Reproduce word for word the material below, from the line with "pin: brown shoe" up to and including the final line.
>>>>
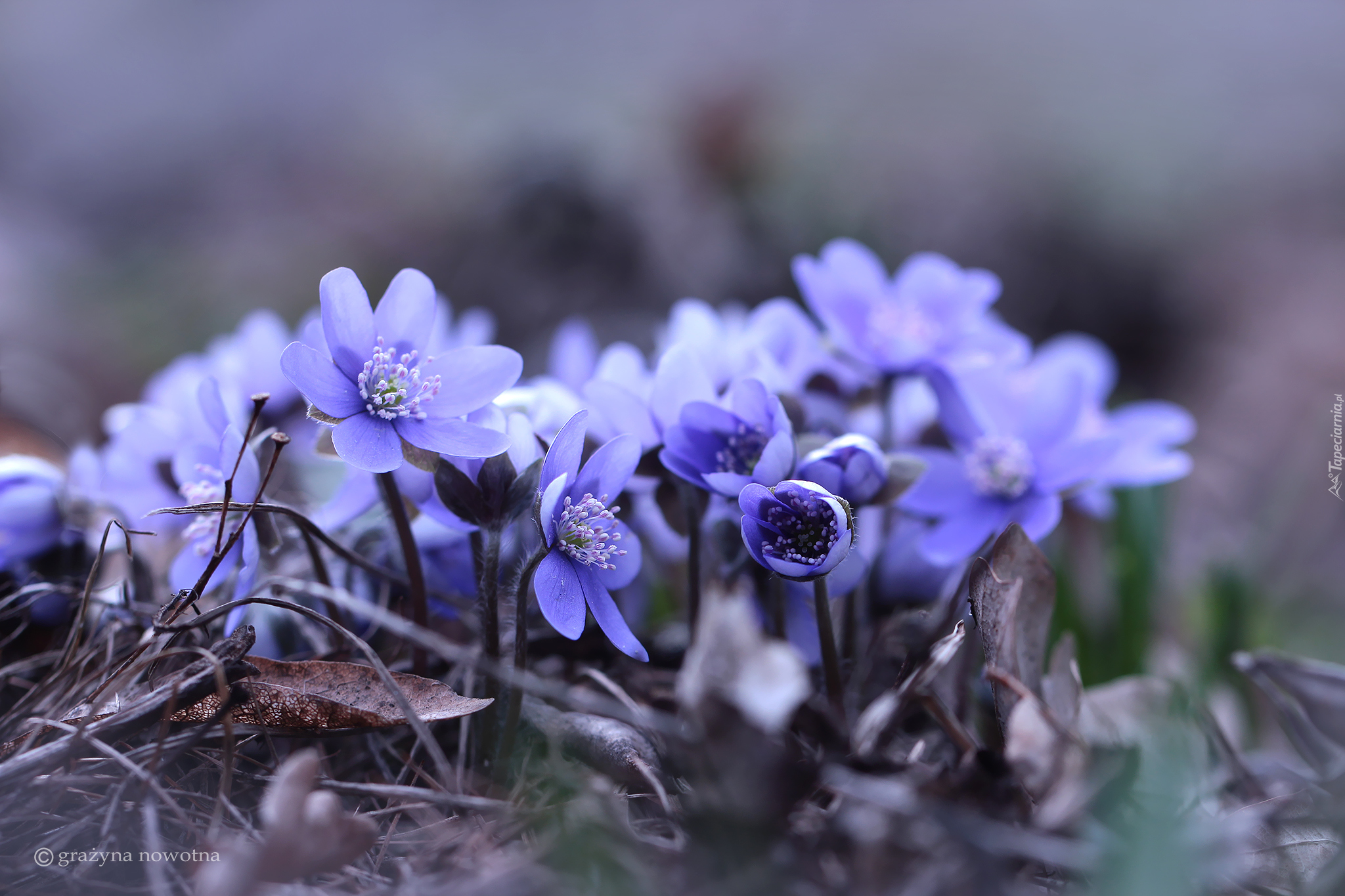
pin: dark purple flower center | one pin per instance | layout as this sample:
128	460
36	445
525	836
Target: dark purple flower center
391	387
585	532
741	449
1000	467
807	530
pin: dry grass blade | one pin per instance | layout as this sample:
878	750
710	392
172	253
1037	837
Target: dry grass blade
319	698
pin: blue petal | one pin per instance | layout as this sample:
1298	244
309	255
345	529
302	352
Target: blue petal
959	535
726	484
1036	512
318	381
550	500
450	436
752	538
608	617
405	314
369	444
623	410
573	354
778	458
213	406
560	594
749	400
567	449
608	469
942	488
678	379
472	378
347	322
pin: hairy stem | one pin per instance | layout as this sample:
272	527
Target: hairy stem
414	575
516	696
830	668
694	513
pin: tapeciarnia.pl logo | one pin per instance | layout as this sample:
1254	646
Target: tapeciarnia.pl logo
1333	469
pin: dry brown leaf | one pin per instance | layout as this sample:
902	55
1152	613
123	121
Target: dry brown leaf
320	698
1012	598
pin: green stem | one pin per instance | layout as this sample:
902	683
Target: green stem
414	575
830	668
516	695
694	513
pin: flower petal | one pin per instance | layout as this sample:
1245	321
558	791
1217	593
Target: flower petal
560	594
778	458
472	378
550	500
1036	512
752	538
678	379
726	484
366	442
567	449
320	382
450	436
405	314
609	618
347	322
623	410
958	536
607	472
942	488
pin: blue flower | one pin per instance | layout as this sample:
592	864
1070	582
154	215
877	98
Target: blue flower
797	530
725	449
930	312
378	389
590	551
30	508
850	467
1020	441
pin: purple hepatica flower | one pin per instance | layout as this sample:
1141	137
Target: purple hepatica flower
850	467
930	312
201	469
1147	433
588	548
378	389
1020	442
797	530
722	450
30	508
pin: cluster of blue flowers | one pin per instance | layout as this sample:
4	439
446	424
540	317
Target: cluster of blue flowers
884	437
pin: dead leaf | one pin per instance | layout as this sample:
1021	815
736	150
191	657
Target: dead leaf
1013	597
879	715
1309	698
305	832
320	698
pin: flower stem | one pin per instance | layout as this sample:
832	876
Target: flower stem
692	503
489	587
414	575
516	695
830	668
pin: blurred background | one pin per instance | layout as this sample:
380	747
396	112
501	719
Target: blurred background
1168	178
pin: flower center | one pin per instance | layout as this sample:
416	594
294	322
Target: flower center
391	387
741	449
201	531
898	322
585	532
807	530
1000	467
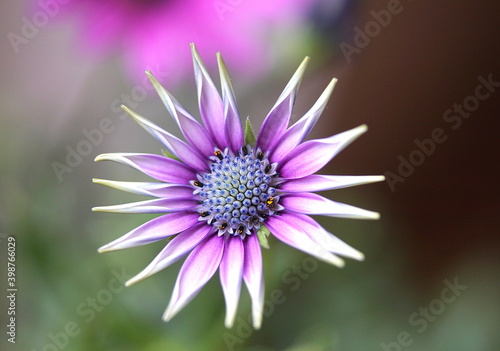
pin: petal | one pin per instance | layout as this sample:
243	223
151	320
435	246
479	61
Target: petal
283	228
327	240
278	118
179	148
309	203
318	182
156	166
296	133
312	155
209	101
149	189
175	249
154	230
231	272
193	131
151	206
198	268
234	132
254	278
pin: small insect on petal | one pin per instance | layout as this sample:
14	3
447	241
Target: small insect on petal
219	155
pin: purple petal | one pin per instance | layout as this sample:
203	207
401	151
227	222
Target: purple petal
254	278
175	249
152	206
311	156
296	133
317	182
209	101
283	228
154	230
183	151
149	189
156	166
234	132
192	130
278	118
309	203
231	272
325	239
198	268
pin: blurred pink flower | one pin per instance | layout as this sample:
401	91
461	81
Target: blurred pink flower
153	34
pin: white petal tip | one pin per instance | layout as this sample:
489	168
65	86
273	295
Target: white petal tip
169	314
337	261
132	281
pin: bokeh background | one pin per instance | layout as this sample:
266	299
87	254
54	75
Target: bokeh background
440	221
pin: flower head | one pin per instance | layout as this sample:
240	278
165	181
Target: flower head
223	191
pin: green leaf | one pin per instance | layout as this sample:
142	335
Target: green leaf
262	235
169	155
249	135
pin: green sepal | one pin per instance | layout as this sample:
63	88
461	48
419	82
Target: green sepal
169	155
249	135
262	235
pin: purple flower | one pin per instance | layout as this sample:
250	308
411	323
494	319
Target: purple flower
223	191
137	27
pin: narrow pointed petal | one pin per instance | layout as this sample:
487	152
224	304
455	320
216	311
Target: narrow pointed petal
196	135
183	151
175	249
296	133
231	273
149	189
254	278
234	132
278	118
314	204
151	206
312	155
156	166
154	230
198	268
209	101
318	182
282	227
327	240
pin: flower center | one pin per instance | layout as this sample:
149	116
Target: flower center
239	192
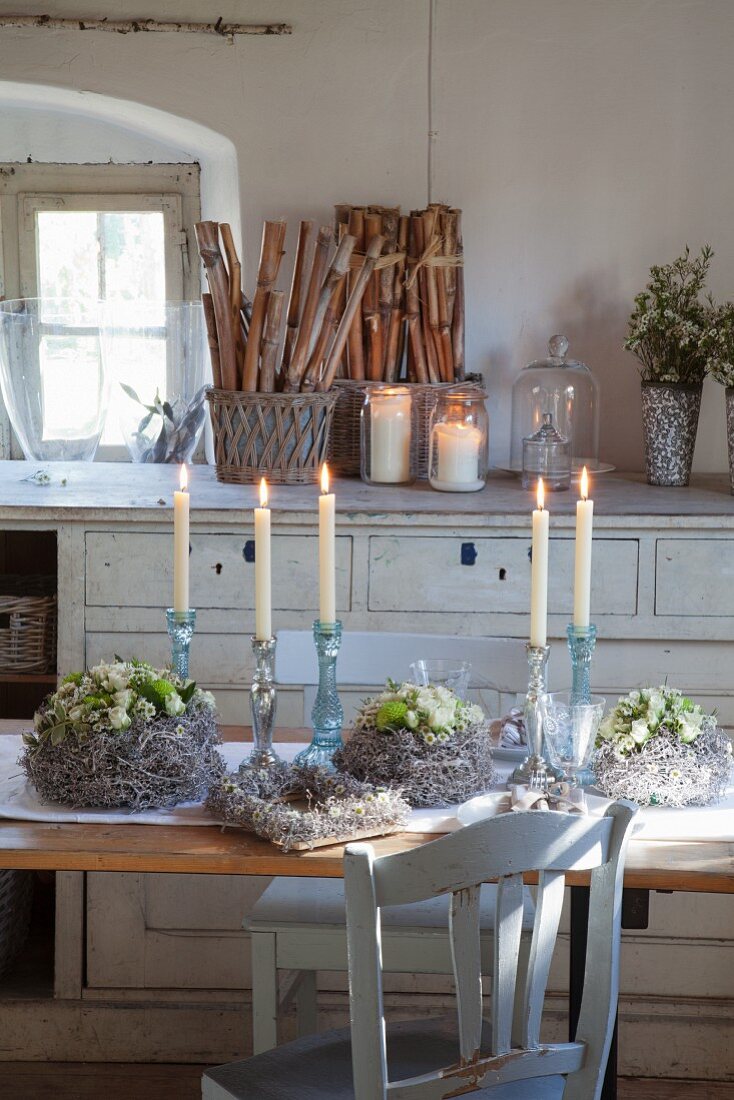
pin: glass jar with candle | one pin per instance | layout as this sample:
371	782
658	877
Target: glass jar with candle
459	437
386	436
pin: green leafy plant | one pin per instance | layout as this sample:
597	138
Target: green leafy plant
668	326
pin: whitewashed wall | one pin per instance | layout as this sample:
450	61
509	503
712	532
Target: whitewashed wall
584	140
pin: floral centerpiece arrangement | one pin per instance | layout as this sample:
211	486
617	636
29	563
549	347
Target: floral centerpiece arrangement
123	734
302	807
657	747
667	333
424	740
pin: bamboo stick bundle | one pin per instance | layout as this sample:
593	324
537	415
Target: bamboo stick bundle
417	361
211	338
458	323
299	355
355	340
234	268
271	341
207	235
396	327
270	262
360	283
386	281
297	293
371	315
327	304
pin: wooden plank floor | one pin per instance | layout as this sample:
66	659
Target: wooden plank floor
32	1080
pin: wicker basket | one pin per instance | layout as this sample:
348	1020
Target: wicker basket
15	900
282	437
344	439
28	624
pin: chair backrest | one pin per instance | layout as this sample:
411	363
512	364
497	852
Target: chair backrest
502	848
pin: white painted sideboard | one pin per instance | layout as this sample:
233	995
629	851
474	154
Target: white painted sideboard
412	560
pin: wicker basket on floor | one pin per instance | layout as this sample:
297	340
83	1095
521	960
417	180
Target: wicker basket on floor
281	437
28	624
15	900
344	439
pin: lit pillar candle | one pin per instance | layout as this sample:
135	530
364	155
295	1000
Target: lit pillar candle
457	457
181	538
390	436
263	608
539	572
584	520
327	551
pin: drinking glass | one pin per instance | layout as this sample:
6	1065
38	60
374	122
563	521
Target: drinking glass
446	673
570	730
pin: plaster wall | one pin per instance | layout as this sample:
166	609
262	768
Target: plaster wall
584	141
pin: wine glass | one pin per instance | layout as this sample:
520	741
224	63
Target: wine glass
569	729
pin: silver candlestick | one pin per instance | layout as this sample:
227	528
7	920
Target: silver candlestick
263	702
534	770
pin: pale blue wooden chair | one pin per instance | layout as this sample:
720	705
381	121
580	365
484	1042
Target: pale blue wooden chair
298	925
503	1058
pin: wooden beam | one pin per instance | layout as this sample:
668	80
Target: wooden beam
140	25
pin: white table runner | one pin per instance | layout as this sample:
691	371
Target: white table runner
20	801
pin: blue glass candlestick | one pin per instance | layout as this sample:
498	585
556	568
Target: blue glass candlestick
327	714
263	702
581	642
181	631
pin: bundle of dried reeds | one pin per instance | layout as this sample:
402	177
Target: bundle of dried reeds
245	338
412	321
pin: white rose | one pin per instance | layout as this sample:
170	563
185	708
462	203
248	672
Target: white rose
639	732
119	717
175	704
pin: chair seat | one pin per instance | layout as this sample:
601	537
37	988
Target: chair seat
317	902
319	1067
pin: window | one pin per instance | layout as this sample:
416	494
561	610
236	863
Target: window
111	233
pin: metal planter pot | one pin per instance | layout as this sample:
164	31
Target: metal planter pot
670	419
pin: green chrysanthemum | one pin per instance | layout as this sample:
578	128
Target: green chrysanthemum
156	692
392	715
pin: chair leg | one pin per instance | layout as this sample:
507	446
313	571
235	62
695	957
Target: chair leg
306	1003
264	991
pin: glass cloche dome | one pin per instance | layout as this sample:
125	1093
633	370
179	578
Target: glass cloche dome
566	389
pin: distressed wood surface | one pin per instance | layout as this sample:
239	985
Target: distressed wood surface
98	490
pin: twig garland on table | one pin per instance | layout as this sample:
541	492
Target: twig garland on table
424	741
336	807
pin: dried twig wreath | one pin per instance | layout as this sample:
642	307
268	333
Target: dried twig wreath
305	807
424	741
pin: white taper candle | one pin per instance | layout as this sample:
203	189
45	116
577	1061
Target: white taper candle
263	601
181	539
327	551
584	520
539	572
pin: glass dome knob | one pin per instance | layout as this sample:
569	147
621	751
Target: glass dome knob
558	347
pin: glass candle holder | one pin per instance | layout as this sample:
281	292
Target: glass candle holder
459	437
386	436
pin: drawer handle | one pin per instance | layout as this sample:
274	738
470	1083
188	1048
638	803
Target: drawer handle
468	553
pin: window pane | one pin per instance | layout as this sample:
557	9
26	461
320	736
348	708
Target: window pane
106	255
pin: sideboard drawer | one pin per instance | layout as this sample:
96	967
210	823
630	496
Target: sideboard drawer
135	570
458	574
694	576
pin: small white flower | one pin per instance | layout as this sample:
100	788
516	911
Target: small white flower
175	704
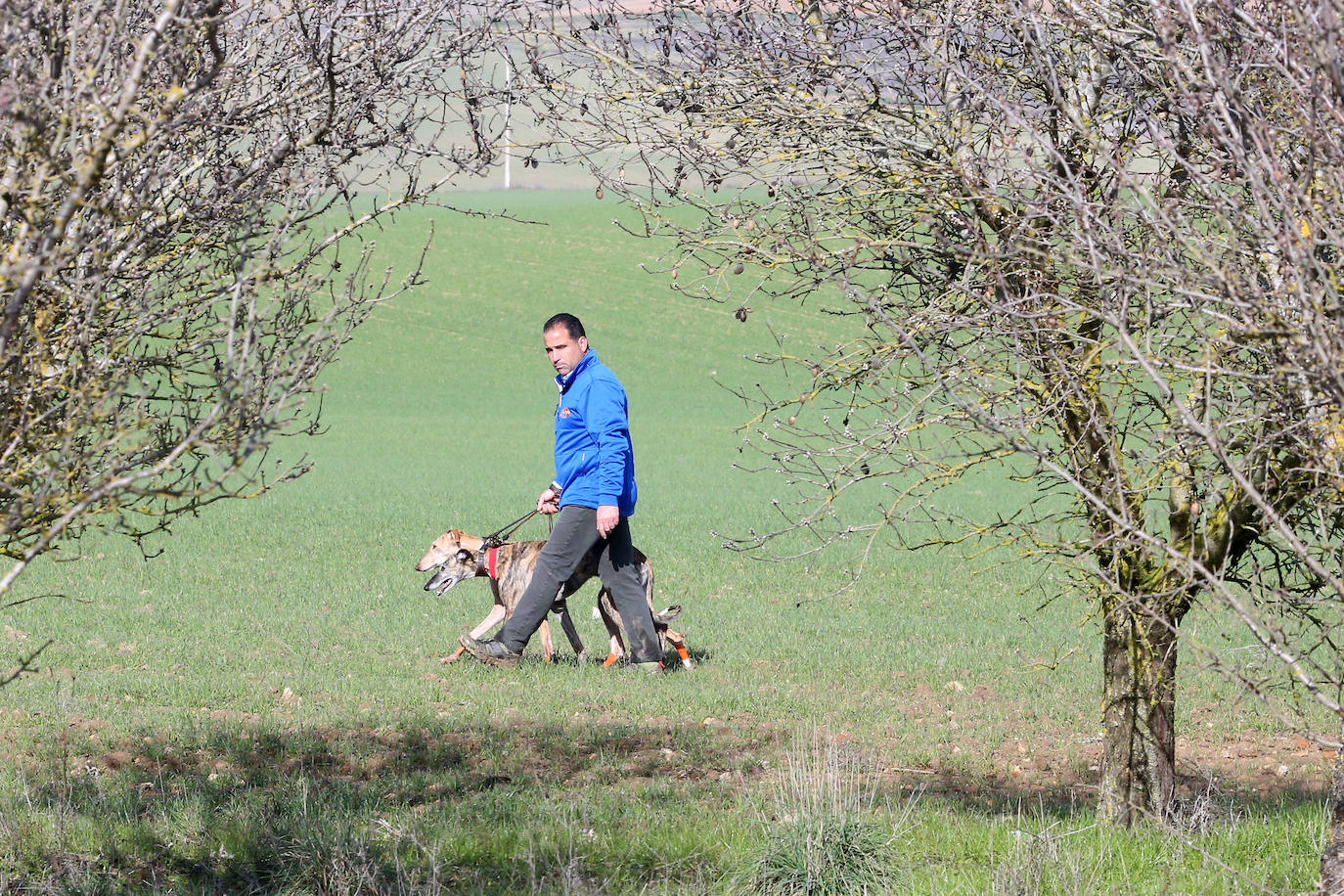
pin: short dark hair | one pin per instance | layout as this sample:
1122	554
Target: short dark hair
570	323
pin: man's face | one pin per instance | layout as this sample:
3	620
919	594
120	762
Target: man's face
562	349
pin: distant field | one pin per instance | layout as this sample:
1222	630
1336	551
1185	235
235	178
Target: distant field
262	708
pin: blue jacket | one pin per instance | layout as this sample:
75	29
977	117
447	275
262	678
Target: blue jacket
594	458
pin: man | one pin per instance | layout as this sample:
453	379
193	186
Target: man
593	496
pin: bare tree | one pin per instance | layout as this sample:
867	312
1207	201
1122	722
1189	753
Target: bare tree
1088	244
184	198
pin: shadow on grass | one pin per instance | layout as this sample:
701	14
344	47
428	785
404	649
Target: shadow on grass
431	808
1066	797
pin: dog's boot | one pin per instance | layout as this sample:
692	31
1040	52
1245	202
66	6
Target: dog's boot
491	651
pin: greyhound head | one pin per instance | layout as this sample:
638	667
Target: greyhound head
453	557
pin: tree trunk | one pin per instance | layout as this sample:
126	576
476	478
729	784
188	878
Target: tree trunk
1332	860
1139	741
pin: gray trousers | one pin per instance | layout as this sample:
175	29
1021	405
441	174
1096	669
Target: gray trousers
574	535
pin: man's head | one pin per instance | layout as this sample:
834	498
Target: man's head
566	342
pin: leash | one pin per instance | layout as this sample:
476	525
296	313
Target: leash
503	533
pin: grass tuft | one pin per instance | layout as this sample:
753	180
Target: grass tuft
823	837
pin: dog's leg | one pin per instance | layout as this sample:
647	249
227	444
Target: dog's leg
491	619
571	633
679	644
617	650
547	645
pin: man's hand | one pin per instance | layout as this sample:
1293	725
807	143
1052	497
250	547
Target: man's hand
549	503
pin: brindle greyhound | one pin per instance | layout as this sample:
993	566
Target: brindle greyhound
456	555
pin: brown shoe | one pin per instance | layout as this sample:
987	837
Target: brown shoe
491	651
<<<<
▶ _Response for this exercise_
pin: brown shoe | one pin per instance | layout as this sample:
987	837
Target: brown shoe
491	651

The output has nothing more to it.